Rewrite all of the material below with "region" swapped for "area" and nothing else altered. Leave the pictures out of your answer.

* * *

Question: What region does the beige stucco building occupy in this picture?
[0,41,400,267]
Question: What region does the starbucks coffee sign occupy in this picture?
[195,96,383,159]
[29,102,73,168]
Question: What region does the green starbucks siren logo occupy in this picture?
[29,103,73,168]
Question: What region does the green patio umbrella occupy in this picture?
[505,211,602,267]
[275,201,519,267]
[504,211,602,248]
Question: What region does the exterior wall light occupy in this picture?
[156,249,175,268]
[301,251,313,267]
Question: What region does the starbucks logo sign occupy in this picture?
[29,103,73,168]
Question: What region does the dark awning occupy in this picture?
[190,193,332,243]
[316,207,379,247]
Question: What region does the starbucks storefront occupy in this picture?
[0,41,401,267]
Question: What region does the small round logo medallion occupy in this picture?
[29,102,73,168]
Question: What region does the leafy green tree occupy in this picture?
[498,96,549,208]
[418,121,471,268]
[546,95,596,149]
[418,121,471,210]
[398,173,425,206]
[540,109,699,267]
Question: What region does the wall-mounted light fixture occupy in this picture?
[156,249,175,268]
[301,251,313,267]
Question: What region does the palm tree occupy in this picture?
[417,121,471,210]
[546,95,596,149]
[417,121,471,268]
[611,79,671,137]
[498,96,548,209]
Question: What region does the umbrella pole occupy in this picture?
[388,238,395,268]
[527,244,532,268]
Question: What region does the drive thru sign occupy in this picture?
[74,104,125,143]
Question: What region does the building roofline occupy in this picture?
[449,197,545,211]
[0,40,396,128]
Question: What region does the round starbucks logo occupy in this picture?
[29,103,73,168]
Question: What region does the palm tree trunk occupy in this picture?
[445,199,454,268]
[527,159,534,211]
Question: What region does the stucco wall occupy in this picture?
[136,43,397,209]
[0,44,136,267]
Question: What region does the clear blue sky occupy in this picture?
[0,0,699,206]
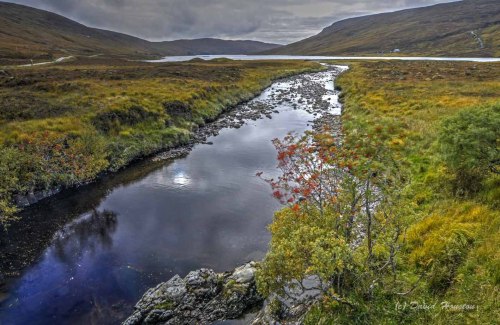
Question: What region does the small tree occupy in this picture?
[258,129,404,307]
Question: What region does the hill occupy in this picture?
[265,0,500,57]
[0,2,279,62]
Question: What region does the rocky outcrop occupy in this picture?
[123,262,263,325]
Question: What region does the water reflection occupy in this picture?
[0,69,340,325]
[51,210,118,265]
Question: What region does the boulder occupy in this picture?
[123,262,263,325]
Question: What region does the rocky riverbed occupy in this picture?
[123,262,264,325]
[124,67,345,325]
[154,66,346,160]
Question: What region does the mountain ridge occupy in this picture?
[262,0,500,57]
[0,2,281,60]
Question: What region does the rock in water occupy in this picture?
[123,262,263,325]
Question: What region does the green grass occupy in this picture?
[268,0,500,57]
[0,58,321,223]
[302,61,500,324]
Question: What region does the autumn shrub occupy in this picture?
[257,127,406,312]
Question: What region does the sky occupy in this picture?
[5,0,458,44]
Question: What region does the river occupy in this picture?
[0,67,345,325]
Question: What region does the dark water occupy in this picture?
[0,82,318,325]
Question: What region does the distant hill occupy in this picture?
[0,2,279,61]
[265,0,500,57]
[162,38,281,55]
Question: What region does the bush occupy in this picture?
[92,106,159,133]
[439,105,500,194]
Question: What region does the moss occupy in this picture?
[222,279,248,298]
[153,300,175,310]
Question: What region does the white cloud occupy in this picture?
[4,0,458,43]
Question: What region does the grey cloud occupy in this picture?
[3,0,458,43]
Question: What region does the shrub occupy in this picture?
[439,105,500,194]
[92,105,160,133]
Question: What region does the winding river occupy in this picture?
[0,67,345,325]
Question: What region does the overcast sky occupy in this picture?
[9,0,458,44]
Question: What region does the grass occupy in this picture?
[309,61,500,324]
[0,58,321,223]
[268,0,500,57]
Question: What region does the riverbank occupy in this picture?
[124,66,347,325]
[0,64,348,323]
[0,58,321,221]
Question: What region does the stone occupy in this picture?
[123,262,263,325]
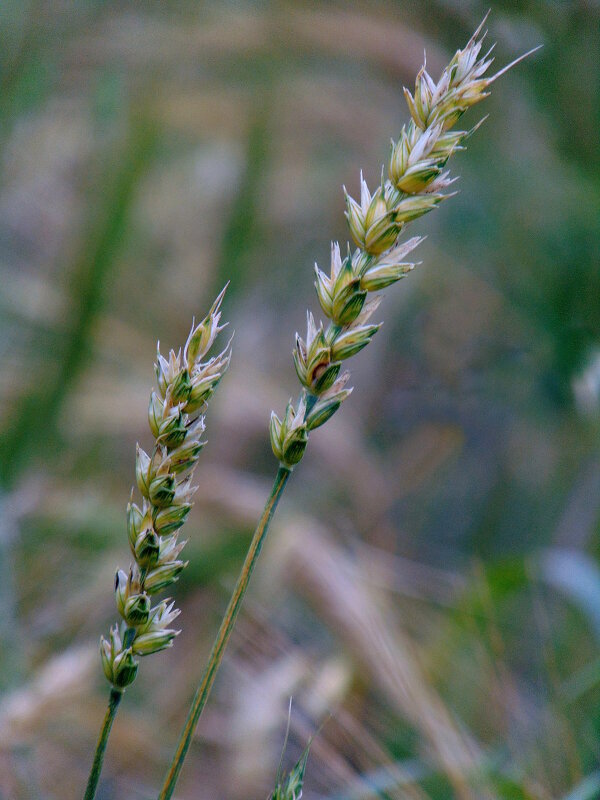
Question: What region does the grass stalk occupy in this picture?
[158,466,291,800]
[84,689,123,800]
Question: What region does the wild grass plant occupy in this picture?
[78,20,540,800]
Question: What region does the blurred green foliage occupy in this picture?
[0,0,600,800]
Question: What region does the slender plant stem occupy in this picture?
[83,689,123,800]
[158,467,290,800]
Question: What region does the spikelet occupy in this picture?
[271,19,533,469]
[100,287,231,691]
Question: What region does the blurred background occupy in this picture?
[0,0,600,800]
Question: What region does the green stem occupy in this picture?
[83,689,123,800]
[158,466,290,800]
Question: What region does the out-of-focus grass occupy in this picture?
[0,0,600,800]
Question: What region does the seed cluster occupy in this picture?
[100,289,231,690]
[270,20,528,469]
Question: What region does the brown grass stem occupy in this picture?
[158,466,291,800]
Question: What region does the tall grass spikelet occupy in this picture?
[159,15,537,800]
[85,287,231,800]
[270,17,533,468]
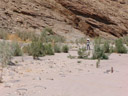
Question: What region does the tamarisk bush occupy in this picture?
[0,41,14,82]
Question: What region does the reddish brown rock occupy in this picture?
[0,0,128,39]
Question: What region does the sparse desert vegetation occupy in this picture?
[0,28,128,96]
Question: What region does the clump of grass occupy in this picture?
[78,47,89,59]
[68,54,76,59]
[22,44,32,56]
[115,39,127,53]
[77,61,81,63]
[44,43,54,55]
[40,28,65,43]
[0,29,9,40]
[15,31,39,41]
[12,42,22,56]
[92,38,108,59]
[103,41,110,53]
[54,44,61,53]
[96,59,100,68]
[62,45,69,53]
[123,36,128,46]
[30,41,45,59]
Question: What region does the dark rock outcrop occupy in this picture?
[0,0,128,39]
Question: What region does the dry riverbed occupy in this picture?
[0,51,128,96]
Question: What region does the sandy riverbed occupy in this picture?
[0,51,128,96]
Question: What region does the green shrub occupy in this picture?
[92,39,108,59]
[44,43,54,55]
[15,31,39,41]
[78,47,89,59]
[62,45,69,53]
[0,29,8,40]
[103,41,110,53]
[68,55,76,59]
[115,39,127,53]
[0,41,14,83]
[12,42,22,56]
[123,36,128,46]
[40,28,65,43]
[22,44,32,56]
[30,41,45,59]
[54,44,61,53]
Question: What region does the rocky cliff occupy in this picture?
[0,0,128,38]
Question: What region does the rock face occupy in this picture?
[0,0,128,39]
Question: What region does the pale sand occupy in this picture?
[0,51,128,96]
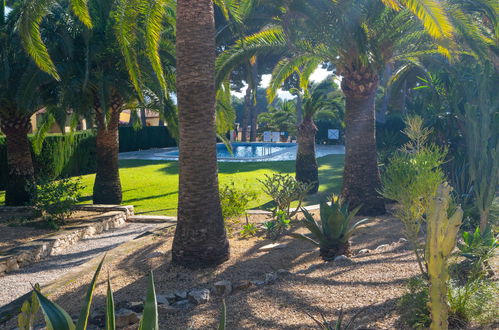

* * *

• WRITTEN ANSWER:
Question: What area does the beige stucco building occupy in this picture?
[0,41,400,267]
Question: What area does the starbucks coffee sign occupy in this picture?
[195,96,383,159]
[29,102,73,168]
Question: What area does the green starbucks siren logo occupy in this picture?
[29,103,73,168]
Question: What area does the green patio umbrella occupy in this picture?
[505,211,602,267]
[275,201,519,267]
[504,211,602,248]
Question: What area does the exterior wall light occupy in this picture?
[156,249,175,268]
[301,251,313,267]
Question: What area does the starbucks logo sign occupy in this picture?
[29,103,73,168]
Question: What area does the dark awning occupy in this picture?
[190,193,332,243]
[316,207,379,247]
Question: What area does the starbucks storefront occupy in this picture?
[0,41,401,267]
Question: What area does the small round logo medallion occupy in this picture?
[29,102,73,168]
Question: What area does the leafy green tree occupy in this picture?
[498,96,549,208]
[418,121,471,268]
[546,95,596,149]
[418,121,471,210]
[398,173,425,206]
[540,109,699,267]
Question: What area does the wall-mounted light fixture occupy in this picture?
[156,249,175,268]
[301,251,313,267]
Question: What area does the palm tree occupy in this picture?
[417,121,471,210]
[546,95,596,149]
[417,121,471,268]
[611,79,671,137]
[498,96,548,209]
Question: What area does the umbrella pole occupy in this picture?
[388,238,395,268]
[527,244,532,268]
Question: What area does the drive thru sign occupy in this picture?
[74,104,125,143]
Question: What area does the building roofline occupy in this picture?
[449,197,545,211]
[0,40,396,128]
Question: What area does the round starbucks logo occupy in this picture?
[29,103,73,168]
Question: What area does the palm tree trunk occupy in this picture?
[445,199,454,268]
[527,159,534,211]
Question: What area does the stucco wall occupy in this picture?
[136,43,397,209]
[0,44,136,267]
Question: What area does the clear blue sky occupy in this picture?
[0,0,699,206]
Question: What area does the small tree occupy in this picture?
[258,129,404,307]
Question: What area does the hill occupy in this picture?
[265,0,500,57]
[0,2,279,62]
Question: What area does the rocky outcrop occupy in this picture?
[123,262,263,325]
Question: What area does the water reflection occupy in this picture?
[0,69,340,325]
[51,210,118,265]
Question: What area does the boulder occupy in this picture?
[123,262,263,325]
Question: What area does the rocky riverbed occupy in this picture?
[123,262,264,325]
[124,67,345,325]
[154,66,346,160]
Question: What area does the mountain ridge occupy in this picture?
[262,0,500,57]
[0,2,281,60]
Question: What area does the rock in water occupy in this picture?
[123,262,263,325]
Question: What area does the green grass occupy in this picture?
[268,0,500,57]
[0,58,321,223]
[302,61,500,324]
Question: What area does the autumn shrub occupy in this picture?
[257,127,406,312]
Question: What area does the sky occupy in this picture?
[5,0,458,44]
Question: What area does the river occupy in this picture?
[0,67,345,325]
Question: What area does the dark water occupy in this picture?
[0,82,318,325]
Question: What area does the distant hill occupy in this picture?
[0,2,279,61]
[265,0,500,57]
[162,38,281,55]
Question: What area does the bush occupy in this picture?
[92,106,159,133]
[439,105,500,194]
Question: What area does the moss occupy in this picture?
[222,279,248,298]
[153,300,175,310]
Question: What area does the white cloud occupy in this picture?
[4,0,458,43]
Question: What area does the grey cloud occupy in this picture?
[3,0,458,43]
Question: What area does the shrub occupy in this picture?
[439,105,500,194]
[92,105,160,133]
Question: What area does the winding river occupy in this picture?
[0,67,345,325]
Question: What area does the overcast sky occupy in this picture?
[9,0,458,44]
Question: What area does the grass occupy in this picture?
[309,61,500,324]
[0,58,321,223]
[268,0,500,57]
Question: What area does the riverbank occupy in this picture?
[124,66,347,325]
[0,64,348,323]
[0,58,321,221]
Question: What area does the stone occupy in this picture?
[123,262,263,325]
Question: What area does the grass stalk occupy in this picture?
[158,466,291,800]
[84,689,123,800]
Question: What area does the wild grass plant occupy in this picture?
[78,20,540,800]
Question: What area does the blurred green foliage occupy in this picture?
[0,0,600,800]
Question: What area does the slender plant stem occupy in this picture?
[83,689,123,800]
[158,467,290,800]
Question: What area does the spikelet occupy in this picture?
[271,19,533,469]
[100,287,231,691]
Question: What area does the blurred background occupy in this picture?
[0,0,600,800]
Question: What area does the green stem occupy in this picture?
[83,689,123,800]
[158,466,290,800]
Question: What area does the out-of-focus grass occupy in this picture?
[0,0,600,800]
Question: What area does the seed cluster occupy in this picture?
[100,289,231,690]
[270,20,528,469]
Question: What area does the brown grass stem occupy in this picture?
[158,466,291,800]
Question: What area does the tall grass spikelet occupy in this picture?
[159,15,537,800]
[85,287,231,800]
[270,17,533,468]
Question: What area does the tamarisk bush occupy in this picture?
[0,41,14,82]
Question: What area does the reddish brown rock occupy in this picture?
[0,0,128,39]
Question: What area does the sparse desert vegetation occupy in this picture?
[0,28,128,96]
Question: What area does the clump of grass occupy in this picture?
[78,47,89,59]
[68,54,76,59]
[22,44,32,56]
[115,39,127,53]
[77,61,81,63]
[44,43,54,55]
[40,28,65,43]
[0,29,9,40]
[15,31,39,41]
[12,42,22,56]
[92,38,108,59]
[103,41,110,53]
[54,44,61,53]
[96,59,100,68]
[62,45,69,53]
[123,36,128,46]
[30,41,45,59]
Question: What area does the dark rock outcrop occupy in this picture?
[0,0,128,39]
Question: What area does the dry riverbed occupy in this picture?
[0,51,128,96]
Question: What area does the sandy riverbed occupy in this picture?
[0,51,128,96]
Question: What area does the green shrub occupy in this picture?
[92,39,108,59]
[44,43,54,55]
[15,31,39,41]
[78,47,89,59]
[62,45,69,53]
[0,29,8,40]
[103,41,110,53]
[68,55,76,59]
[115,39,127,53]
[0,41,14,83]
[12,42,22,56]
[123,36,128,46]
[40,28,65,43]
[22,44,32,56]
[30,41,45,59]
[54,44,61,53]
Question: What area does the rocky cliff occupy in this picture?
[0,0,128,38]
Question: What area does the rock face occupy in this picture?
[0,0,128,39]
Question: What area does the pale sand occupy in this picture?
[0,51,128,96]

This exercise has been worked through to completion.